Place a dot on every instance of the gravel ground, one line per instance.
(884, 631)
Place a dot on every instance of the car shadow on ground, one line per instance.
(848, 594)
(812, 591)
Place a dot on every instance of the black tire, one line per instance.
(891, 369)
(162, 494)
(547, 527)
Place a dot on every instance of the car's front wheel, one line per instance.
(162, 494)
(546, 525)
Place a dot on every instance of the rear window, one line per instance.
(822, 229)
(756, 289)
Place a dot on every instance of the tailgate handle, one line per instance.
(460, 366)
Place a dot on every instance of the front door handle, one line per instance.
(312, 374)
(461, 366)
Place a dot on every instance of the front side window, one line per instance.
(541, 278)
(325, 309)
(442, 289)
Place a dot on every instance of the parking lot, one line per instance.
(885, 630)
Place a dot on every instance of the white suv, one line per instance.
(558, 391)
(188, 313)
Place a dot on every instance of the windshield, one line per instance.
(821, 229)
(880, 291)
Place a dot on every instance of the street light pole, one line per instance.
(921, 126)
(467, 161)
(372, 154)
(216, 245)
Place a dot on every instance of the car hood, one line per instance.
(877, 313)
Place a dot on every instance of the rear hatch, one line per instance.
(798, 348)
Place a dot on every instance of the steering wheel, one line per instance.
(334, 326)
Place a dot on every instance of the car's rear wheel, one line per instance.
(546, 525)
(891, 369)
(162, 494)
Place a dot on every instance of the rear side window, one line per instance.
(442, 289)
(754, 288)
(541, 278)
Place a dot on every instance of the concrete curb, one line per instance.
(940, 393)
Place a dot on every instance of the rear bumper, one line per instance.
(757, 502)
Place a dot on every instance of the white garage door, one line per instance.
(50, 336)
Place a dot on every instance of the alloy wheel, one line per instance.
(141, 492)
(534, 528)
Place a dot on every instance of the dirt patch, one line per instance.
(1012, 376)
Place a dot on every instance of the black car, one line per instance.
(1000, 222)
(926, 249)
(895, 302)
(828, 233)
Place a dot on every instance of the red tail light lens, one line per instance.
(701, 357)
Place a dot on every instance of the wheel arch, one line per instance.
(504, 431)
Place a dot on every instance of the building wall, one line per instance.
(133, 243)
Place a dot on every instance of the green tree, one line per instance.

◆ What is being asked
Every record shown above must be echoed exactly.

◆ Full output
Place a dot on every instance of the gravel ground, one line per instance.
(884, 631)
Place a dot on every instance of the car shadow on ground, one line per instance.
(848, 594)
(812, 591)
Place a dot on every instance of the black tire, one line per instance.
(891, 369)
(162, 494)
(547, 527)
Place a dot on every instance of the car's front wheel, one line per instance.
(162, 494)
(546, 525)
Place a dot on every instance of the rear window, one line per instance.
(822, 229)
(756, 289)
Place a dot on every instance of the tailgate handle, one line per instance.
(460, 366)
Place a dot on every instance of the front door handle, one line per instance.
(312, 374)
(461, 366)
Place a dot on every instance of the front side window, one line per instance.
(541, 278)
(325, 309)
(442, 289)
Place a dot on every instance of the parking lot, one line per instance.
(885, 630)
Place a dot on every instance of the white suv, one line per instance.
(558, 391)
(188, 313)
Place a dot on every instance of the windshield, one line per instance.
(821, 229)
(880, 291)
Place a dot on every instance of the street light pole, one line per instance.
(921, 126)
(467, 161)
(372, 154)
(216, 245)
Place a dot on every instance of the car hood, one line per instance.
(877, 313)
Place a dot on every instance of the rear hatch, one line per instance.
(798, 348)
Place a dot on every instance of the steering wheel, one line per instance.
(334, 326)
Place a dot on every instance of the car's rear wheel, one line per instance.
(546, 525)
(891, 369)
(162, 494)
Place a dot on every instance of the rear side window, one line per instance.
(442, 289)
(754, 288)
(541, 278)
Place a dot on every instance of the concrete curb, one line per instance.
(940, 393)
Place a dot on every instance of the rear bumper, one line per instance.
(757, 502)
Place a dot on every instance of the white garage door, one line per instance.
(50, 336)
Place a dot on every instance of the alloy wheel, one line per instance.
(141, 492)
(534, 528)
Place a dot on every instance of the dirt patch, one line per instance.
(1012, 376)
Place a dot on every instance of the black car, one line per instance.
(1000, 222)
(926, 249)
(895, 302)
(828, 233)
Place a dot on every instance of the red tail light lens, one line per instance.
(701, 357)
Place a dot on every instance of the wheel arch, one line per instance.
(504, 431)
Place a dot on every instance of the building wall, one line per instance.
(133, 243)
Place a dot on every instance of the green tree, one line per instance.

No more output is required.